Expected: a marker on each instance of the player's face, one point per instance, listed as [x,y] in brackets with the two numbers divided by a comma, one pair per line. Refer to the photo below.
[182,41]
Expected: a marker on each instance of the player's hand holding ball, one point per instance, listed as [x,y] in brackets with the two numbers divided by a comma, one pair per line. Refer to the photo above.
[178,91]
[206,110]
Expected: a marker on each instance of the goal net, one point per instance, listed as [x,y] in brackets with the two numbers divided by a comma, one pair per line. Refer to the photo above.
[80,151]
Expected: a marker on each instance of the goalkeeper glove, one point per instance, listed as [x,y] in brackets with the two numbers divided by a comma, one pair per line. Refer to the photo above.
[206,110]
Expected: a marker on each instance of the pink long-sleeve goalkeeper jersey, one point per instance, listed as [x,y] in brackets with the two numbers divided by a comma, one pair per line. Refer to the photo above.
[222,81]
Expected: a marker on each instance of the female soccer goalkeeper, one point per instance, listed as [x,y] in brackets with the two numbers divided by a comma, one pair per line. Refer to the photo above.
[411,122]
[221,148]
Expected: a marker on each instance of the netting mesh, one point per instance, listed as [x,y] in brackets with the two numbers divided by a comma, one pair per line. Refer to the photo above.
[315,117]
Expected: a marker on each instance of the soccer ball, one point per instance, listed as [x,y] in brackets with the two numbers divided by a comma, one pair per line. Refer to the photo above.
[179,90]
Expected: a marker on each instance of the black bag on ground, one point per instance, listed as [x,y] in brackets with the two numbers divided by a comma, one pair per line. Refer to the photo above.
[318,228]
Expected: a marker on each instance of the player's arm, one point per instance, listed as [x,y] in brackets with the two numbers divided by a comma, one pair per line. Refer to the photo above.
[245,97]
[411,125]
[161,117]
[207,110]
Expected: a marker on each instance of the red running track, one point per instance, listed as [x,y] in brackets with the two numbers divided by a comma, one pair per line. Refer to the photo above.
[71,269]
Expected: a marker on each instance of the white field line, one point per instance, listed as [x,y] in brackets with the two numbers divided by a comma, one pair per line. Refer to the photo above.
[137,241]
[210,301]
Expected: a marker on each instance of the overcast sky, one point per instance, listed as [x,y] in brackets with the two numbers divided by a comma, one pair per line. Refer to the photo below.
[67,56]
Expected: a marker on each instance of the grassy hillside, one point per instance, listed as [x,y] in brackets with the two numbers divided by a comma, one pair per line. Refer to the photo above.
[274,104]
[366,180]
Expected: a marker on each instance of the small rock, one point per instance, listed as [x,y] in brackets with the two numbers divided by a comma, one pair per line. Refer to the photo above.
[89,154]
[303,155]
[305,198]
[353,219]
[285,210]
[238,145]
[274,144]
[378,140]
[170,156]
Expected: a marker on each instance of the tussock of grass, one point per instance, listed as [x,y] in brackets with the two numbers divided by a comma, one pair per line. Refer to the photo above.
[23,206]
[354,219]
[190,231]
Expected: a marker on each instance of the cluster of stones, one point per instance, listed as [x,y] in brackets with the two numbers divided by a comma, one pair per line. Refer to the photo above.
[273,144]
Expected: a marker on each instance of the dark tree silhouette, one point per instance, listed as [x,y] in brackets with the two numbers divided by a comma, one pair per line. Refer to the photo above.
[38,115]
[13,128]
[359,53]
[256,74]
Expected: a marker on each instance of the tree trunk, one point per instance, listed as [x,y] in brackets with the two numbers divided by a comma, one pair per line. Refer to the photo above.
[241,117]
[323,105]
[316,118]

◆ HOW TO COMPLETE THIS TASK
Every line of the listing above is to be repeated exactly as written.

◆ RESPONSE AREA
Expected: a marker on each instance of the player's face, one point per instance, listed as [x,y] in brackets with the two numbers divided by a comma, one pair per line. Refer to the photo below.
[182,41]
Expected: a marker on each instance of the player's hand holding ball, one point per instance, listed as [x,y] in brackets with the two numbers divided by a comma, one pair per line. Refer to the photo above.
[178,91]
[206,110]
Expected: a marker on each instance of the goal net, one point per instance, listed as [x,y] in brackets with the two numbers divided by a comma, one pair per line. Refer to the photo above.
[80,151]
Expected: a marker on each instance of the goalkeeper glove, one point per instance, listed as [x,y] in brackets with the two numbers divided by a comma, one pair per line. Refer to the photo above.
[206,110]
Expected: a marker on each instance of the pink long-sleeve goalkeeper jersey, one point per instance, listed as [x,y] in brackets with the two numbers divided by a comma, one pair per line. Refer to the photo above.
[222,81]
Expected: a marker on each instance of the female soccer goalkeeper, one point per instance, listed as [x,y] in brackets with the two numbers divided by a comma, one pair per line. Refer to the photo above.
[411,122]
[221,148]
Expected: a marker on each instance of the netting mesh, one point per instance, listed as [x,y] in brackets with the two numbers divided by a comma, one pair per line. Refer to the photo above.
[315,117]
Expected: a marker on each instance of the soccer ball, one point per instance, listed as [x,y] in brackets with the two numbers divided by a comma, one pair per line. Refer to the photo above.
[179,90]
Expected: a marker on each instance of the black bag on ground, one point per instance, listed as [x,y] in brackets with the two numbers divided by a comma, one pair per line. Refer to the photo above.
[318,228]
Expected: a marker on each instance of the player's arm, one point per instance, listed as [x,y] in brackets with the two numbers divided by a comma, one pair per line. Refer to the photo above.
[245,97]
[411,125]
[161,117]
[207,110]
Expected: a marker on each instance of the red running track, one point per instance, listed as [x,y] in brackets with the two numbers divided by a comma, one pair per line. Refer to the photo above.
[71,269]
Expected: a marker on each instance of the white field line, one point per instance, listed as [x,y] in brackets with the two numbers divided by a comma, one pair per line. Refer to the photo above.
[137,241]
[210,301]
Expected: a marker on each instance of the overcast sky, one point per instance, listed as [x,y] in brackets with the two numbers divided by a comma, one pair per line. Refer to the photo below.
[67,56]
Expected: a marker on each instance of the grassy hillside, one point per instance, listed as [x,y] in brackets with the two numbers divided by a comma, one pair per line. Refer to the photo above.
[274,104]
[366,180]
Expected: a marker on each instance of the small rock, one point per instance, listed as [x,y] in brackets with the two numbers divided by a comma, one pair per line. Refer to the photo above.
[89,154]
[303,155]
[305,198]
[353,219]
[285,210]
[238,145]
[274,144]
[378,140]
[170,156]
Expected: a marker on each instance of the tussock of grass, one point per instance, listed as [x,y] in brackets with the two numbers divided by a comma, one pair per line. Refer to the photo above.
[23,206]
[354,219]
[190,231]
Expected: a marker on each instance of the cluster of stones, one point per instance, listed as [x,y] in brackets with the two numbers divided by a comma, one pair per line. Refer to the photo above.
[273,144]
Expected: a marker on each instance of the dark tree silhouette, one point per instance, listed as [x,y] in brackets with the two numbers divided by a comma, one pair per line. Refer to the photo above.
[38,115]
[13,128]
[359,53]
[256,74]
Expected: a marker on each instance of the tree trunk, one point per instance, listed as [x,y] in brackets with the two numbers divided by a comma, one pair per line. Refer to the photo above.
[241,117]
[323,105]
[316,118]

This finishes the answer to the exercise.